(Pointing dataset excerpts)
## BEGIN

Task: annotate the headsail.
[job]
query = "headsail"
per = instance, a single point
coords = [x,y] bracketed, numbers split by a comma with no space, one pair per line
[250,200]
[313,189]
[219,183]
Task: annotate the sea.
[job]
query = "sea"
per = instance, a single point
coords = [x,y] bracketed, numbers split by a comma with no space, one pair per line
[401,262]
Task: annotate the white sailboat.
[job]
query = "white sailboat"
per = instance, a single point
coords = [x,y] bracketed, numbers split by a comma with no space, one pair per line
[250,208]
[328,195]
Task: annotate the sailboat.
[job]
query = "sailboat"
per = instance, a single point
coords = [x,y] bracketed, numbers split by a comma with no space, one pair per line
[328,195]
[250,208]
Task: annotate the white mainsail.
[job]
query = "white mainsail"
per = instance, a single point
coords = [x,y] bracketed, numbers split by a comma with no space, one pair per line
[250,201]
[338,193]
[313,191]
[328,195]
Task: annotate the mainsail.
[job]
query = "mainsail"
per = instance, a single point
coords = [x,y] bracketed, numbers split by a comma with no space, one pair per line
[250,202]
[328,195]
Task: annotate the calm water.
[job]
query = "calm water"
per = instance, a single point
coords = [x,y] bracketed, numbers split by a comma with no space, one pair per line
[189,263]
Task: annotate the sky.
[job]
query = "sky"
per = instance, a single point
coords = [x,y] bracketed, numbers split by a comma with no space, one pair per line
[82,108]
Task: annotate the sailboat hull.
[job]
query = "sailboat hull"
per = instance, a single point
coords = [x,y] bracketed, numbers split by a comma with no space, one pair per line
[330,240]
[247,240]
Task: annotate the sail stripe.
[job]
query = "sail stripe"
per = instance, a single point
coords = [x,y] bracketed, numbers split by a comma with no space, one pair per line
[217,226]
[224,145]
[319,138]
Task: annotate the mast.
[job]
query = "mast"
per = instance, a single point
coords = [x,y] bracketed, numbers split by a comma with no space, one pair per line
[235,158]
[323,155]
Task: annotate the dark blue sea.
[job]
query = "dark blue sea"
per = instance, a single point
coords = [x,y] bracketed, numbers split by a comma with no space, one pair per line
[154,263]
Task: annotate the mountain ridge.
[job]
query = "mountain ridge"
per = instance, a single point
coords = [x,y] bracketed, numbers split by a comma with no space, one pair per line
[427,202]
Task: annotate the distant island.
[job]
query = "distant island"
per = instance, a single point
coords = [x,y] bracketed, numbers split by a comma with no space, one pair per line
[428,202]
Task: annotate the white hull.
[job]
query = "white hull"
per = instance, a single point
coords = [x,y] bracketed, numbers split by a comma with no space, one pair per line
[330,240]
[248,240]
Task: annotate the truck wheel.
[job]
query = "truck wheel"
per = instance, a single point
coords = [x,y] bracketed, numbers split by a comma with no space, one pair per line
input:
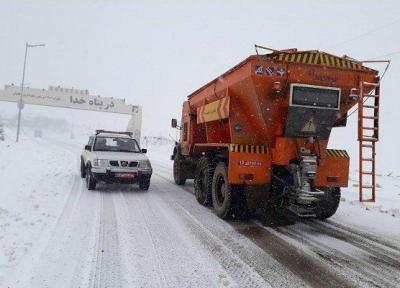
[240,209]
[203,181]
[222,192]
[144,183]
[329,203]
[179,174]
[90,181]
[83,169]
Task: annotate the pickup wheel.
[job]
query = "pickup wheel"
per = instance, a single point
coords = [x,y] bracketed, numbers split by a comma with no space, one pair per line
[90,181]
[144,183]
[83,169]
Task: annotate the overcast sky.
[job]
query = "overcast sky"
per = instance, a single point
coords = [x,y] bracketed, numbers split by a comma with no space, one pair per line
[154,53]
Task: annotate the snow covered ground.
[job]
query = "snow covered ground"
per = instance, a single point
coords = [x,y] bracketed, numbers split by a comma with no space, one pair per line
[55,233]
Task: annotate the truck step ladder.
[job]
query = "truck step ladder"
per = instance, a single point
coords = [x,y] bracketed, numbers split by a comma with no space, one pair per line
[368,135]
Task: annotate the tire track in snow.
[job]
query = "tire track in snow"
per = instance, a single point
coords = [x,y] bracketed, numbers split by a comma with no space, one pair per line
[350,260]
[65,261]
[254,267]
[106,269]
[143,261]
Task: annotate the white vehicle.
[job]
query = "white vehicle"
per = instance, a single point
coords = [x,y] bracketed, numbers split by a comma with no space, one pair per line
[115,157]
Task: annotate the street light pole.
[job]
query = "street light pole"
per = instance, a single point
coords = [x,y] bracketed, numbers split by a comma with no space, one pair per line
[20,103]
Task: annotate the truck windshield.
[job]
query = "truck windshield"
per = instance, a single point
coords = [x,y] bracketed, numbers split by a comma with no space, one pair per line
[116,144]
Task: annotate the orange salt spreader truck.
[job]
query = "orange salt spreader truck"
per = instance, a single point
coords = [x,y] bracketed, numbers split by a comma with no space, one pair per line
[255,138]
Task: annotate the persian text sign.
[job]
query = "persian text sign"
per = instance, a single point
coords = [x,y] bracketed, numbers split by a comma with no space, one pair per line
[67,98]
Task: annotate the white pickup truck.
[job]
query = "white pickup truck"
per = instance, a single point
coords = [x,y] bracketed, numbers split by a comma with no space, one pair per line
[115,157]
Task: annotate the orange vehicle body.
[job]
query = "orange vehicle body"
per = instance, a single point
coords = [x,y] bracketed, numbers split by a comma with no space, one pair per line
[245,112]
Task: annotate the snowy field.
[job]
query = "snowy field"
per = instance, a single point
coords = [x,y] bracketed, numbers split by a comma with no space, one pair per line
[55,233]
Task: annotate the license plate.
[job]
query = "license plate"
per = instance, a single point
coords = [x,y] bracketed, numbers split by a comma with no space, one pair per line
[125,175]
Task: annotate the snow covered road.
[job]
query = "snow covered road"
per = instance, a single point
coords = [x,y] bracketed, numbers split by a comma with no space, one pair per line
[119,236]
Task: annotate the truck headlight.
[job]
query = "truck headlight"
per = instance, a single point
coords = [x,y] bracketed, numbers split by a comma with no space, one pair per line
[145,164]
[100,162]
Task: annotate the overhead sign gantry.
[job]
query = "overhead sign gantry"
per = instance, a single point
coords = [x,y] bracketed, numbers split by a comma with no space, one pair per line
[75,99]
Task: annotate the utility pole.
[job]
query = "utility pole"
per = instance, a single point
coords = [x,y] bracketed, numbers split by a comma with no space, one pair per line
[20,102]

## END

## Exercise instructions
Every line from the one holding "Task: annotate the truck windshield." through the final line of the listing must be echoed exactly; leave out all other lines.

## Response
Task: annotate the truck windshield.
[job]
query = "truck windshield"
per = instance, a single point
coords = [x,y] bracketed, numbers split by a comma with no space, one pair per line
[116,144]
Task: annotate the orange salt spreader truck.
[job]
query = "orange salt spreader truck"
per = instance, a single point
coords = [x,y] bracketed, numbers split by a comma with no space, one pair per line
[255,138]
Task: annotate the persian text sign.
[job]
query = "persian text sign"
per = instance, a single point
coords = [x,y] bracketed, numbers split by a comma with no space, one pair per line
[67,98]
Task: annotate the white pickup truck.
[job]
query = "white pickup truck"
per = instance, a single point
coords = [x,y] bracketed, numbers split by a comma with no space, one pair per line
[115,157]
Task: annotate the orange vehicle body.
[job]
query = "orange vehicle body"
per = instance, a single point
coords = [x,y] bracketed, numbers split by a comma with no space, one pair per line
[245,112]
Task: annotate the snowy field.
[job]
query = "snowy field"
per = instance, a single point
coords = [x,y] bracketed, numbers split by a comma with no space, one pair per line
[55,233]
Task: annotate the license plate.
[job]
query = "license plate"
per = instance, a single point
coords = [x,y] bracketed, numbers split by a comma with no space, one pair per line
[125,175]
Task: annotate the snow covered road.
[job]
query = "snow covered road"
per = instance, a single point
coords = [x,y] bracketed, numbers split by a comma with no space, one pair per line
[119,236]
Task: annotate the truck headlight.
[job]
query = "truck headlight"
per = instance, a single point
coords = [x,y] bracketed, numbers split by a comma with no space, one pair per line
[145,164]
[100,162]
Task: annotate the overhead sign gantry.
[job]
query = "overhead sign gantry"
per = instance, a single point
coords = [x,y] bracketed, numbers split by a comma with no space, one pair per line
[75,99]
Task: annotate the utility pole.
[job]
query = "utility pole"
per = instance, a single point
coords = [x,y] bracketed, numbers split by a comma with no space, one pair per line
[20,102]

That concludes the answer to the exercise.